**Exercise requirements**
An exact copy of every entry is what's needed, so please transcribe them all.

Dataset items
————————

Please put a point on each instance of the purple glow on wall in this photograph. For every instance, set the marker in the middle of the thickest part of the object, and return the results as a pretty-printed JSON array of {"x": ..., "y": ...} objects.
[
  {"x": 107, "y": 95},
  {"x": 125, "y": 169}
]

————————

**Your response**
Please put a point on each instance of the purple glow on wall in this photograph. For every instance, set the marker in the middle of the thickest part of the object, and return the results as a pretty-printed JSON array of {"x": ..., "y": ...} objects.
[
  {"x": 107, "y": 95},
  {"x": 125, "y": 169}
]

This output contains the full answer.